• _EXERCISES TO COMPLETE_:
(1) From the post below on CD+G-style graphics compression, quote the passage between "i am obsessed" and "by luminence first.", inclusive.
(2) According to the post below on CD+G-style graphics compression, to what baud rate is the bandwidth nominally being lifted?

• _TEXT SHOWN_:
I’m still up in the air about what the drawing primitives should be, but I’m quite happy shamelessly copying ideas from pico8’s api, but I enjoy the notion of simplifying a lot of stuff like sprites and maps by a copyrect operation for copying bits and peices off the scratch area of the artboard into the visible area. I suppose the configurable clip region should have a “wrap” area so that old style scroling can be done.

the “xor print” command of cd+g is interesting and I want to copy and extend this out a bit. in the CD+G protocol, all patterns are 1 bit, but you can choose to “xor” them into the 4 bit color buffer, and select a “bit plane” to xor into, so you can build up a 16 color image progressively by seperately sending bit planes, and do clever compression schemes by focusing only on image regions that have that many colors- sending only non-empty bit planes.

this could be taken further by adding power of 2 scaling to “mozaic fade in” large detailed images progressively, by xoring alternating rows and bit planes in.

I believe another big win would be the ability to define and send simple functions like an “on frame” function that takes a frame number, and templates it into a set of drawing commands that can repeat every frame until a command is sent to stop it.

i am obsessed with this dicky utterly failed alternate 1980s reality

https://youtube.com/watch?v=sgYkpk9nJnE

so, i guess i am nominally lifting the bandwidth to 2400 baud because 300 is just kind of impossible. the acid tests i wanna try and compress would be “move your feet” and “bad apple”.

for moveyourfeet to work i gotta get it under ~64kB. as an optimised gif i can get it down to ~1.4mB

thought process for compression

break frame n+1 into 8x8 pixel blocks.
seperate blocks into bit planes + palettes, sorting colors by luminence first.
exhaustively search for appearances of each bit block in frame n. for each region being checked, repeat sepration procedyrrr reduce region to bit planes +palettes and check for matches in each

encode matched blocks as copies from frame n to frame n+1 source over. and xor to attempt reconstruction of frame n+1 from frame n
encode residual diffs as xor blocks
.

Dataset rows:
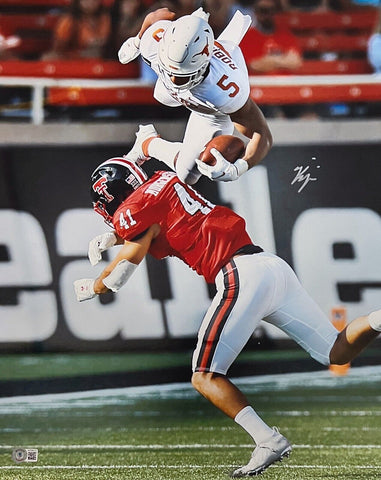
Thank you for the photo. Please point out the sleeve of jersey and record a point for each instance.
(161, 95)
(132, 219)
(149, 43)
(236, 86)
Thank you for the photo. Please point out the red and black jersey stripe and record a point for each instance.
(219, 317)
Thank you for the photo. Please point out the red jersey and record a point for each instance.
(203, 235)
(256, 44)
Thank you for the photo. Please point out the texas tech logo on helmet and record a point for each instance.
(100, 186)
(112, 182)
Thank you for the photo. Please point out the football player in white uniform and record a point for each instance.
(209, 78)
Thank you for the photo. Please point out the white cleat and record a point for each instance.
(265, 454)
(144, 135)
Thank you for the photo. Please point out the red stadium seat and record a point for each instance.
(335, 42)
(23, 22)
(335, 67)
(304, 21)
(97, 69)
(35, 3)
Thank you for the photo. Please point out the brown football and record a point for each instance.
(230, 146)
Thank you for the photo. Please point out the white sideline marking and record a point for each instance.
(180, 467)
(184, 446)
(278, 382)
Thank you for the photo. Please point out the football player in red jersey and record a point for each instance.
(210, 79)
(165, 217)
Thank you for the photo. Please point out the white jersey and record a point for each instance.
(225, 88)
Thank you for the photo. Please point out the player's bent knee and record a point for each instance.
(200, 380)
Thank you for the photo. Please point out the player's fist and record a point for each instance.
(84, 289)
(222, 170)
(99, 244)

• _FULL SOLUTIONS_:
(1)
i am obsessed with this dicky utterly failed alternate 1980s reality

https://youtube.com/watch?v=sgYkpk9nJnE

so, i guess i am nominally lifting the bandwidth to 2400 baud because 300 is just kind of impossible. the acid tests i wanna try and compress would be “move your feet” and “bad apple”.

for moveyourfeet to work i gotta get it under ~64kB. as an optimised gif i can get it down to ~1.4mB

thought process for compression

break frame n+1 into 8x8 pixel blocks.
seperate blocks into bit planes + palettes, sorting colors by luminence first.

(2) 2400 baud.